• **出典**:
◆ ◆ ◆

図6の例では、表示制御部19は、自動運転規制情報Irにより規制されていない自動化レベルLvを示す線(「レベル表示線Ln」とも呼ぶ。)を道路81~88上に表示している。ここで、表示制御部19は、レベル表示線Lnの線種を、自動運転規制情報Irに基づく自動運転の規制内で実行可能な最大の自動化レベルLvに応じて決定している。
図6では、表示制御部19は、自動化レベルLvの最大がレベル3である道路区間に対応する道路81、82を、実線のレベル表示線Lnにより重ね、自動化レベルLvの最大がレベル2である道路区間に対応する道路83、84を、点線のレベル表示線Lnにより重ねて表示している。また、表示制御部19は、自動化レベルLvの最大がレベル1である道路区間に対応する道路85~87を、一点鎖線のレベル表示線Lnにより重ね、自動運転が禁止されている道路区間に対応する道路88を、二点鎖線のレベル表示線Lnにより重ねて表示している。なお、表示制御部19は、線種に代えて、線幅又は/及び線色を(又は表示する道路そのものの色を)、自動運転規制情報Irに基づく規制内で実行可能な最大の自動化レベルLvに応じて変えてもよい。
【0058】
図7は、比較的縮尺が小さい場合の表示例である。

◆ ◆ ◆

• **課題一覧**:
A – 自動運転規制の表示についての文章で、自動化レベルLvの最大がレベル2である道路区間に対応する道路は、どの線種のレベル表示線Lnで表示されているか。
B – 自動運転規制の表示についての文章を、最後の文の後から書き継げ。

• **収集資料**:
◆ ◆ ◆

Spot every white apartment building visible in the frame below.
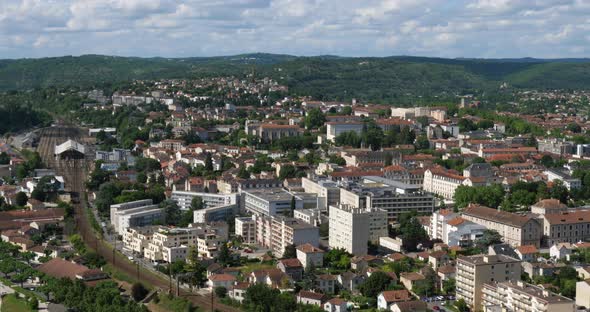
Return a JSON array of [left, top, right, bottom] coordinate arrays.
[[301, 177, 340, 211], [340, 177, 434, 223], [442, 217, 486, 247], [235, 217, 256, 244], [456, 255, 522, 311], [483, 281, 576, 312], [123, 226, 160, 255], [326, 121, 364, 142], [111, 199, 164, 234], [170, 191, 239, 210], [144, 223, 228, 263], [423, 168, 467, 200], [328, 205, 388, 256], [242, 188, 303, 216], [252, 215, 320, 257], [428, 209, 458, 240]]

◆ ◆ ◆

• **回答一覧**:
A – 点線のレベル表示線Lnで表示されている。

B –
図7の例では、表示制御部19は、まず、現在位置周辺の地図を所定数のメッシュに分割する。次に、メッシュ毎に、当該メッシュのそれぞれに含まれる道路区間(又は車線)における、自動運転の規制内容の情報(各道路区間又は車線における自動運転レベル)を取得する。そして、各メッシュのそれぞれを、取得した規制内容の情報に応じた色で表示する。このように表示することで、利用者は所定の位置(例えば現在位置)から、どの程度の規制内容で、どの程度走行することができるのかを俯瞰することができる。言いかえれば、利用者は所定の位置(例えば現在位置)から、ある特定の自動運転レベルで行くことができる範囲や場所を容易に把握することが可能となる。
【0059】
なお、一つのメッシュに対し複数の規制内容の情報が取得された場合、第1の例では、各メッシュ内における最も占有面積が大きい道路区間(又は車線)における自動運転の規制内容の情報を採用するようにしてもよい。第2の例では、各メッシュ内における最も高い自動運転レベルを採用してもよい。第1及び第2の例によれば、少なくとも各メッシュには、採用された自動運転のレベルに対応する道路又は車線が存在するということを利用者が把握できるようになる。また、第3の例では、各メッシュ内における最も低い自動運転レベルを採用するようにしても良い。第3の例によれば、メッシュのそれぞれが最低でもその自動運転レベルを維持して走行することができるということを利用者が把握できるようになる。言いかえれば、利用者は、確実に実行可能な自動運転レベルを把握することが可能となる。また、第4の例では、所定の走行ルートが設定されている場合には、当該走行ルートに含まれている道路又は車線に対応する自動運転レベルを採用するようにしてもよい。第4の例によれば、利用者は、走行ルートに従って走行する際の自動運転レベルの推移を容易に把握することが可能となる。
【0060】
また、表示制御部19は、表示させる地図の縮尺情報を取得し、当該縮尺情報に応じて、表示の態様を変えるようにしてもよい。例えば、所定の縮尺よりも大きい場合は、
図6のように、道路又は車線毎に規制内容の情報(自動運転レベル)をレベル表示線Lnにより表示し、所定の縮尺よりも小さい場合には、
図7のようにメッシュ毎に規制内容の情報を表示するようにしてもよい。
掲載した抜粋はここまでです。